## Problem details
In the data below, copy out everything from the line containing "Identify the crucifix" down to the line containing "<point>882,260</point>", both ends included, with each line unchanged. Leave the pictures out of your copy.

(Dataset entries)
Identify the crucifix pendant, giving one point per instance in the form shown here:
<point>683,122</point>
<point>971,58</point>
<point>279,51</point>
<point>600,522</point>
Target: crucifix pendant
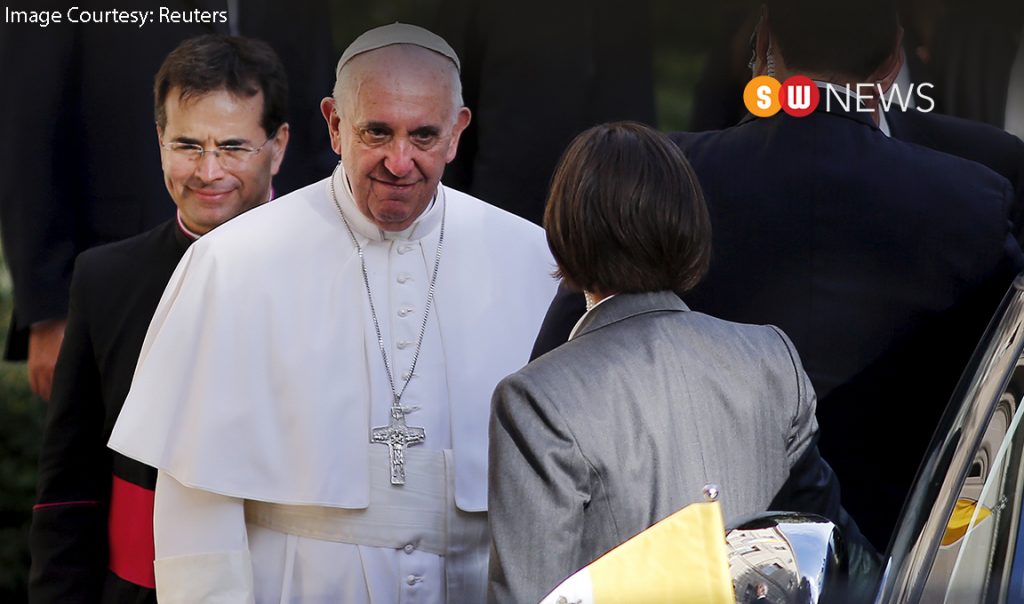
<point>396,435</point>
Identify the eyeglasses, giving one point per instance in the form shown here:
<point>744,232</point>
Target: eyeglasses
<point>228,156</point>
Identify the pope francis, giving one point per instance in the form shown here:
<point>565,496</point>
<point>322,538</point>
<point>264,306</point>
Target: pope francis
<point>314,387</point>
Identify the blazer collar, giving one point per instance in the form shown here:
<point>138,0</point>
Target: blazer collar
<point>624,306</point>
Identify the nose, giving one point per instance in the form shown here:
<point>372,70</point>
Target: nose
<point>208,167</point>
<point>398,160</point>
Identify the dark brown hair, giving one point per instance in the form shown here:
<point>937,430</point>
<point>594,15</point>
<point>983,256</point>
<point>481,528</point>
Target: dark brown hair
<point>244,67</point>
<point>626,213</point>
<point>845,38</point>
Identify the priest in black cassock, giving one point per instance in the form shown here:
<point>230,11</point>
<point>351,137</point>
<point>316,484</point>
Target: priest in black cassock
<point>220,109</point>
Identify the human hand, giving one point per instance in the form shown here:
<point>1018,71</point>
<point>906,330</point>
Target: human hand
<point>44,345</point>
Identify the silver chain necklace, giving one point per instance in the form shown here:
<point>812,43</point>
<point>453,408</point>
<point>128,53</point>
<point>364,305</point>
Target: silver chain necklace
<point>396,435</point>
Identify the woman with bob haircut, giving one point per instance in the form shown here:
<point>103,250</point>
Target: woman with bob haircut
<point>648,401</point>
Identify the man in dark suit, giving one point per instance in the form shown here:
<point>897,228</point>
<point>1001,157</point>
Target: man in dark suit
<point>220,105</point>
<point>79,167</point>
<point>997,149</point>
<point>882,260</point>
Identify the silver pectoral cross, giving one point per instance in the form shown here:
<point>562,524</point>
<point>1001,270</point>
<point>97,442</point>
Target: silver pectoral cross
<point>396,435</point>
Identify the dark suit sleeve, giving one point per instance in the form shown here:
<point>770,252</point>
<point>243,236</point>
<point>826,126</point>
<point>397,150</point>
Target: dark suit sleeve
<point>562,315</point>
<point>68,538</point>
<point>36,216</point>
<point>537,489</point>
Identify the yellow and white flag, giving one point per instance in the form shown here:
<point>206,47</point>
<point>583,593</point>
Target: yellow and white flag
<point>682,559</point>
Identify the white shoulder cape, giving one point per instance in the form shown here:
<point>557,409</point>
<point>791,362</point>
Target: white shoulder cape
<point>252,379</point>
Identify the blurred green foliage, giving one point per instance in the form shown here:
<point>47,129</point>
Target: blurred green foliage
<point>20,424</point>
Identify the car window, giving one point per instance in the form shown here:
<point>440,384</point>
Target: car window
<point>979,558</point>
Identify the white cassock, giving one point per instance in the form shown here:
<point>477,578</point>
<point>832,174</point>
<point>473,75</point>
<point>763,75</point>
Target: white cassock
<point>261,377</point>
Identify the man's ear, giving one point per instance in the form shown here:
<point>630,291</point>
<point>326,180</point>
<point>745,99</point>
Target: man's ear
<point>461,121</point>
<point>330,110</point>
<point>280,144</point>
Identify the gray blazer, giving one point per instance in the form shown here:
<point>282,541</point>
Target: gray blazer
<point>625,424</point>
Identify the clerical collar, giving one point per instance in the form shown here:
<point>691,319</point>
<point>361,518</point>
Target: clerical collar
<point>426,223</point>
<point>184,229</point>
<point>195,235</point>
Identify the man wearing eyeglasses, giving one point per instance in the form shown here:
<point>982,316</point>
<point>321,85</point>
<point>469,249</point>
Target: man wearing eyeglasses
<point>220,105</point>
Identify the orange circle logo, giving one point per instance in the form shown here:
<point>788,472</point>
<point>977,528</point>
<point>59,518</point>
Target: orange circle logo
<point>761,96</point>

---

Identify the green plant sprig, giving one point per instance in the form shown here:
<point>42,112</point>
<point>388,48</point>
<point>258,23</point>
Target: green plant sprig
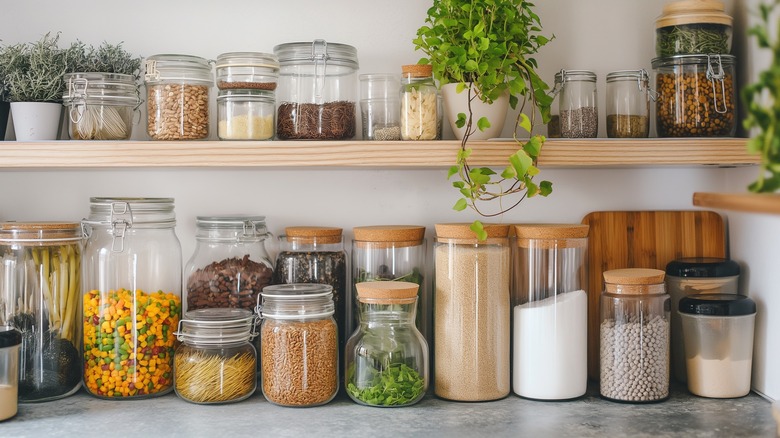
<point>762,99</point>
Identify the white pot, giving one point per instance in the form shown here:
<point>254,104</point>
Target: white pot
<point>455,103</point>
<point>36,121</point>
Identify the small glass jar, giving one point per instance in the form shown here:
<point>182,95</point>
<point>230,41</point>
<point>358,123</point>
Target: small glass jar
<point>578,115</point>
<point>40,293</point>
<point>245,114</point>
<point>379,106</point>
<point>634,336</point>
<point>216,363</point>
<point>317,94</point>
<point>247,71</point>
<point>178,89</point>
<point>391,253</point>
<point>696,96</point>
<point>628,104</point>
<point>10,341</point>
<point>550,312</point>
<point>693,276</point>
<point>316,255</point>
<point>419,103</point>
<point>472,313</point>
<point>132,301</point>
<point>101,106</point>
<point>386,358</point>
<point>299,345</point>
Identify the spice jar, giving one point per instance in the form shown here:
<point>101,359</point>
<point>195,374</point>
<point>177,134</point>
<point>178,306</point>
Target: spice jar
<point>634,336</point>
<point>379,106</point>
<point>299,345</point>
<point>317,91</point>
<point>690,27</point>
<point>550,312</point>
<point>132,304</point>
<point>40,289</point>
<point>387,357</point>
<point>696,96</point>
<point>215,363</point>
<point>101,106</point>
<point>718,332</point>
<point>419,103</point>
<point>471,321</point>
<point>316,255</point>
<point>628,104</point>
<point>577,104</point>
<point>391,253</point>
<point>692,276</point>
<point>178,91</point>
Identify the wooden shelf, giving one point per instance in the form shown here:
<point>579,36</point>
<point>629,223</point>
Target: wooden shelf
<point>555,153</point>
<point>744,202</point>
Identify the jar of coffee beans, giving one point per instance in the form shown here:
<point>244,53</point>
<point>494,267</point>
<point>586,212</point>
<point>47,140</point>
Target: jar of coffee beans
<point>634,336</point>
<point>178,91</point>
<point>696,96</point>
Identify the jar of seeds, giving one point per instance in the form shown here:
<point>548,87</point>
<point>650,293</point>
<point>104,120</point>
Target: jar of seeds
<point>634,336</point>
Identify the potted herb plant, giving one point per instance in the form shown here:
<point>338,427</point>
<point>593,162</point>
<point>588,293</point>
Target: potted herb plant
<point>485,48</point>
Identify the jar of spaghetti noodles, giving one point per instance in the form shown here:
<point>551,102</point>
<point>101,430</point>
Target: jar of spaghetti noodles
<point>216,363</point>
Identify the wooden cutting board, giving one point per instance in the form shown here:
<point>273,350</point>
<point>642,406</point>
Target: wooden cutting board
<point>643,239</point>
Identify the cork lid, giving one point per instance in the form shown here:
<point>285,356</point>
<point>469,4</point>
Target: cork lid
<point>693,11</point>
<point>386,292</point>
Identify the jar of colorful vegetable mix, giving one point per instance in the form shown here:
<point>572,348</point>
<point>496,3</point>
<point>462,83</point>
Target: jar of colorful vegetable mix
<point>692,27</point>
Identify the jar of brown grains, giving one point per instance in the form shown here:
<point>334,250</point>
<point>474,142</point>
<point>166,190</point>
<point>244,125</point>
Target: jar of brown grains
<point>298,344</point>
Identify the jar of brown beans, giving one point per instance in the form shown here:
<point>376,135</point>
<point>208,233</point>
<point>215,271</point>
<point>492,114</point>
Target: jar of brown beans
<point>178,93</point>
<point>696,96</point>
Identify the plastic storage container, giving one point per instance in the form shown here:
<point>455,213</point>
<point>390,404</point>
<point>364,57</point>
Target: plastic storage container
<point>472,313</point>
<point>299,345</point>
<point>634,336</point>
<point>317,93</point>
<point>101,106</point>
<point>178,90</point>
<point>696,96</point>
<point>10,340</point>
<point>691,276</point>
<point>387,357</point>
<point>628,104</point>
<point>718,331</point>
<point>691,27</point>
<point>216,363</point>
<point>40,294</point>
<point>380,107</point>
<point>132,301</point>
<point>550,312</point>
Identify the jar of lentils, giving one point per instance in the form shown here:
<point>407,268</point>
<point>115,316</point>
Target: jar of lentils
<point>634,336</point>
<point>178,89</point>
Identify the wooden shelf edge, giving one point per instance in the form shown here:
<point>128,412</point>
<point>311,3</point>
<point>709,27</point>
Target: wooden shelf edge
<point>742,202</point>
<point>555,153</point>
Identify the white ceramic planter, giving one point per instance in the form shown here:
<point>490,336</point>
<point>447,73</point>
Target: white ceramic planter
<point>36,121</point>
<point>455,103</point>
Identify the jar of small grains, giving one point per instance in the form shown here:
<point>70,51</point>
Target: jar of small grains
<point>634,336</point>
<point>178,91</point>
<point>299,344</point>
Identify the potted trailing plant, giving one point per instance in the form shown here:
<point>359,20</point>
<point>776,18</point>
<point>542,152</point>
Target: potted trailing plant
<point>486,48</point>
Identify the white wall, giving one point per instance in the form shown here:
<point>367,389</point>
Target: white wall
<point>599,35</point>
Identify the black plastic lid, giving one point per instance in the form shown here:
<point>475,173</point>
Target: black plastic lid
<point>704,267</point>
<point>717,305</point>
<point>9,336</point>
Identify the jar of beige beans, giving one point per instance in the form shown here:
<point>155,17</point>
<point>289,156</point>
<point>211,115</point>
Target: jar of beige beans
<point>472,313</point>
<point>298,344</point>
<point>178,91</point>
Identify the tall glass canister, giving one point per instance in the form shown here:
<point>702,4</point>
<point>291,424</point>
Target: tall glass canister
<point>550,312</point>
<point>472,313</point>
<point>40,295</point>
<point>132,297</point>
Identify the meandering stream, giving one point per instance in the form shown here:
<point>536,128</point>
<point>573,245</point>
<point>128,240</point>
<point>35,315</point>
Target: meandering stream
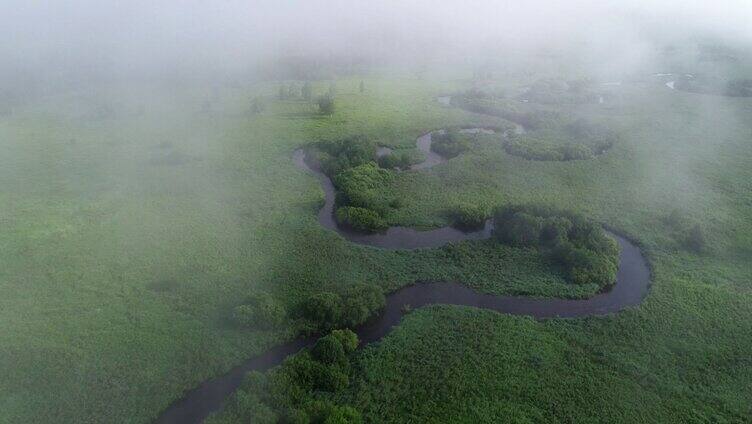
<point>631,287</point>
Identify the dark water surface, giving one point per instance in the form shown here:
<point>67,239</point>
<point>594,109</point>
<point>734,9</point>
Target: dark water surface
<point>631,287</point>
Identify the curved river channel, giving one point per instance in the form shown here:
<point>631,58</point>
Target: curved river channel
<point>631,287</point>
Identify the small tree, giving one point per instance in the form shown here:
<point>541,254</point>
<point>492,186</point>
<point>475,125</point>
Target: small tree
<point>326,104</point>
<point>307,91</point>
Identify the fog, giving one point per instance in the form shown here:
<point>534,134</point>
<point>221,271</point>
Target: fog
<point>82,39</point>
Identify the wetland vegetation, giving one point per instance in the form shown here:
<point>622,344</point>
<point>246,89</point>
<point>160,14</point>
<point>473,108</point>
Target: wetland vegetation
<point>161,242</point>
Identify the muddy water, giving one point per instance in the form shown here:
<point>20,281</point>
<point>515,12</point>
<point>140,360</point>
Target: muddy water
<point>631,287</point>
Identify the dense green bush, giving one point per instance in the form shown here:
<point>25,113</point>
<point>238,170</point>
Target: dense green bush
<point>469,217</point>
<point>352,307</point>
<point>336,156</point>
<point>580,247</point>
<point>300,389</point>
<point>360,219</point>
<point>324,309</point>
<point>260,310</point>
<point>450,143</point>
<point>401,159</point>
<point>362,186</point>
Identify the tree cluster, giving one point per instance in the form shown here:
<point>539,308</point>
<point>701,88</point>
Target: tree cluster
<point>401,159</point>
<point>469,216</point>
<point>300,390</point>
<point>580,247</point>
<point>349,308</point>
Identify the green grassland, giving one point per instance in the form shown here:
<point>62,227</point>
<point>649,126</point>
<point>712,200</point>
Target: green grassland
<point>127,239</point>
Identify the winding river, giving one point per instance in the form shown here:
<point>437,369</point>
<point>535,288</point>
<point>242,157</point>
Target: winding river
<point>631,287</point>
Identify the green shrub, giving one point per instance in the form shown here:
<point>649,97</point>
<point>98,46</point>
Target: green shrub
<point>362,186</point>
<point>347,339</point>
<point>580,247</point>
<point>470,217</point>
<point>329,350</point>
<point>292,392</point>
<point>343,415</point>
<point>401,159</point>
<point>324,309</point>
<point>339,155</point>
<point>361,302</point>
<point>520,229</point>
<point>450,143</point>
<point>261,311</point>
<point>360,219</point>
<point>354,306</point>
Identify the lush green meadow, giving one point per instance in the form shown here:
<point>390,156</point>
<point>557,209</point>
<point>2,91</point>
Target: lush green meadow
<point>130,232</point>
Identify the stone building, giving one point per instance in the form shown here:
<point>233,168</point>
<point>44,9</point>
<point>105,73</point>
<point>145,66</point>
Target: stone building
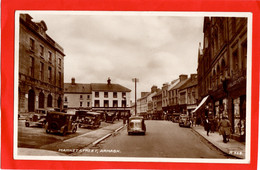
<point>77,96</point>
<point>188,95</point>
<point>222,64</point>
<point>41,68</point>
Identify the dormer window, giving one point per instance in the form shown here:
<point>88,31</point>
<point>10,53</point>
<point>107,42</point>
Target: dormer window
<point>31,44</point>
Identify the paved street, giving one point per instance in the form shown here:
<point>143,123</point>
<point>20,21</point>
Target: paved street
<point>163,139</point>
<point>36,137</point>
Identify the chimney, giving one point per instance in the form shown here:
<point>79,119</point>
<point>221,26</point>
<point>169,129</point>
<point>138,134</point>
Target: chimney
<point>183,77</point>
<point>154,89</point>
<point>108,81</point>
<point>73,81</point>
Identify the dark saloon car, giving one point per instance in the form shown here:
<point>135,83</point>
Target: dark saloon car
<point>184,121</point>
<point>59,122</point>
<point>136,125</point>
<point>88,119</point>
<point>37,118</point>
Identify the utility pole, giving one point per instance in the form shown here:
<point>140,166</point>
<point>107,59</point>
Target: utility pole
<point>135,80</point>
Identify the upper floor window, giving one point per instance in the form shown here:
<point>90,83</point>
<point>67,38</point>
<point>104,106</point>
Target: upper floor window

==

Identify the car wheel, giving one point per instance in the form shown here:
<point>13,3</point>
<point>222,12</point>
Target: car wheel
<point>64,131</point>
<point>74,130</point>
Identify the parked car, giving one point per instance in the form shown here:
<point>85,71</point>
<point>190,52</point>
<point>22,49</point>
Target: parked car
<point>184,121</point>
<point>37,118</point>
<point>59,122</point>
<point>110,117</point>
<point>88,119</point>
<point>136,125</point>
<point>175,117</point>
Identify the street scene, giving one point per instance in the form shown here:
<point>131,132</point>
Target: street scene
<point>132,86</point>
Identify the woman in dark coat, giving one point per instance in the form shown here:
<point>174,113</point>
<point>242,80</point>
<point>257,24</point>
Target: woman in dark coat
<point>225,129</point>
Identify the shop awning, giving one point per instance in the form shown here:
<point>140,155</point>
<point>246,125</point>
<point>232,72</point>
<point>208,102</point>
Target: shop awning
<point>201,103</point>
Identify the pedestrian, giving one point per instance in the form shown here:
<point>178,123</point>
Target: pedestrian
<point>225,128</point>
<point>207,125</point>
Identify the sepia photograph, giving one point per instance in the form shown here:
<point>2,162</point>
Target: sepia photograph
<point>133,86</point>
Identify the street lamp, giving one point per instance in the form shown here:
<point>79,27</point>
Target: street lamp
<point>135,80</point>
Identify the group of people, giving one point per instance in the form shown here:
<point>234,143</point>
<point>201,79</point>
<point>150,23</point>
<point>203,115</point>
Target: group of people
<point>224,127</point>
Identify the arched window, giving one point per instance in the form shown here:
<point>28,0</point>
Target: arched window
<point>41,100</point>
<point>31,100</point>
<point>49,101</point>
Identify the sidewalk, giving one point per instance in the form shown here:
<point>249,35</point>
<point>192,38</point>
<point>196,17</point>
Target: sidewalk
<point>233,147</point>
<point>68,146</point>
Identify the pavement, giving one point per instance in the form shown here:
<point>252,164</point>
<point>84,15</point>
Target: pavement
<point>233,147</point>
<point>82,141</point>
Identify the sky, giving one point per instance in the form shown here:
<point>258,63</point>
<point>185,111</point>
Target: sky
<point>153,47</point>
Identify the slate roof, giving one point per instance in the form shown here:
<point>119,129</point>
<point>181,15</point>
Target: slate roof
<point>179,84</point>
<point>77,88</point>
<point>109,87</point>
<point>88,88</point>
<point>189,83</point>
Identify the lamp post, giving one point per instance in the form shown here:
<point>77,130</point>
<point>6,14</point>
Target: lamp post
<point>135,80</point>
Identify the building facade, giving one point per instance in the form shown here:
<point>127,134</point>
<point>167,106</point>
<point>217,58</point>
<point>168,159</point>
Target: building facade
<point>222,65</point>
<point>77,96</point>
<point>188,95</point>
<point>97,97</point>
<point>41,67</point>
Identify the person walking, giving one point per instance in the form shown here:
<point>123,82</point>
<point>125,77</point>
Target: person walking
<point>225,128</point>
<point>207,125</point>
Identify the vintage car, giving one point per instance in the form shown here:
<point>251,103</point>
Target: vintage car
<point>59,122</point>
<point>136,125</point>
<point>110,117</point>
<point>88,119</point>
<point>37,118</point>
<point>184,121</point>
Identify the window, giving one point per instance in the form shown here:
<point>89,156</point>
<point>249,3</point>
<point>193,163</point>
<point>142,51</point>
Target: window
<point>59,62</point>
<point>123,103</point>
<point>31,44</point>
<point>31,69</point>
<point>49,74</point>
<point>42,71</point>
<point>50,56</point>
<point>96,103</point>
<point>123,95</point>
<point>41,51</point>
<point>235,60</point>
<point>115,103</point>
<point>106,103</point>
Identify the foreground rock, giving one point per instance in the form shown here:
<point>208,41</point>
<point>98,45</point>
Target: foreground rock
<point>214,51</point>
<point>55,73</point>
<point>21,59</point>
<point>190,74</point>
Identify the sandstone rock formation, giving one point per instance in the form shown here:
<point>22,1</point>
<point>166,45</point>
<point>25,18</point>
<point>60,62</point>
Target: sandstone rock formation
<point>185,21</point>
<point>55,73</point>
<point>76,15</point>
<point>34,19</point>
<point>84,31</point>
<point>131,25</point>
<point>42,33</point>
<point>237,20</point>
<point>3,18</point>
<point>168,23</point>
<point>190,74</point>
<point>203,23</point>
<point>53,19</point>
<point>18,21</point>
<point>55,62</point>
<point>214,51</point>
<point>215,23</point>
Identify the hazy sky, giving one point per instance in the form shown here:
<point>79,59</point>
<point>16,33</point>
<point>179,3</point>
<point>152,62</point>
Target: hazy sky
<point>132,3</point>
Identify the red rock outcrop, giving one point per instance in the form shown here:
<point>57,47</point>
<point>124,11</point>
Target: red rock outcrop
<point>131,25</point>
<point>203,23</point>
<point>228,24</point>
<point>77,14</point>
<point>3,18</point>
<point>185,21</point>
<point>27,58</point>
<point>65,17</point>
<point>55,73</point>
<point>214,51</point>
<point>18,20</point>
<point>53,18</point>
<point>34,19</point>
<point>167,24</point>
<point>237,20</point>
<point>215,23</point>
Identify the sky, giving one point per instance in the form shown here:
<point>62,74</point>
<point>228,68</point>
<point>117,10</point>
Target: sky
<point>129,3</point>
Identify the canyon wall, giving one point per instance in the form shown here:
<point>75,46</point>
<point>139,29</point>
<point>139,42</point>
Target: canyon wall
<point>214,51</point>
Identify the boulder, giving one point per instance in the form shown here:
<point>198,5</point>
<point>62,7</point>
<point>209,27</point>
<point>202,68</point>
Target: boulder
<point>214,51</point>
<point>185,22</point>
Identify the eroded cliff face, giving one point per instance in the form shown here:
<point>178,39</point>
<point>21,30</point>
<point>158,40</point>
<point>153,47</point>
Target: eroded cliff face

## Solution
Identify the crucifix pendant, giving one point per instance in the form shown here:
<point>683,122</point>
<point>971,58</point>
<point>279,51</point>
<point>600,522</point>
Target: crucifix pendant
<point>396,435</point>
Identify the eyeglasses, giving one point per instance in the form shown here:
<point>744,232</point>
Target: eyeglasses
<point>228,156</point>
Identify the pope francis, giving one point per instance in the form shown here:
<point>565,496</point>
<point>322,538</point>
<point>264,306</point>
Target: pope francis
<point>314,387</point>
Identify the blazer collar, giving one point per instance in the form shown here:
<point>138,0</point>
Target: blazer collar
<point>624,306</point>
Identify the nose, giving one point per instance in the form shown here:
<point>372,70</point>
Target: nose
<point>208,167</point>
<point>398,160</point>
Identify the dark brown hair, giving one point per instance in the form shown here:
<point>937,430</point>
<point>594,15</point>
<point>983,256</point>
<point>481,528</point>
Target: dark brown hair
<point>244,67</point>
<point>626,213</point>
<point>845,38</point>
Identify the priest in black cassock, giving one point per instance in the form shown here:
<point>230,11</point>
<point>351,137</point>
<point>316,484</point>
Target: priest in black cassock
<point>220,109</point>
Identify the human hand, giving one point per instance in the form shown here:
<point>1018,71</point>
<point>906,330</point>
Target: human hand
<point>44,345</point>
Identify the silver chain necklace, giving one point per instance in the form shown here:
<point>812,43</point>
<point>453,408</point>
<point>128,53</point>
<point>364,305</point>
Target: silver chain necklace
<point>396,435</point>
Identify the woman with bob haircut, giving one point per instance in the form shown here:
<point>103,250</point>
Target: woman with bob haircut
<point>648,401</point>
Identify the man in dark suit, giving one point per instance in the form shown here:
<point>897,228</point>
<point>1001,157</point>
Target: man in dark suit
<point>220,105</point>
<point>79,167</point>
<point>997,149</point>
<point>882,260</point>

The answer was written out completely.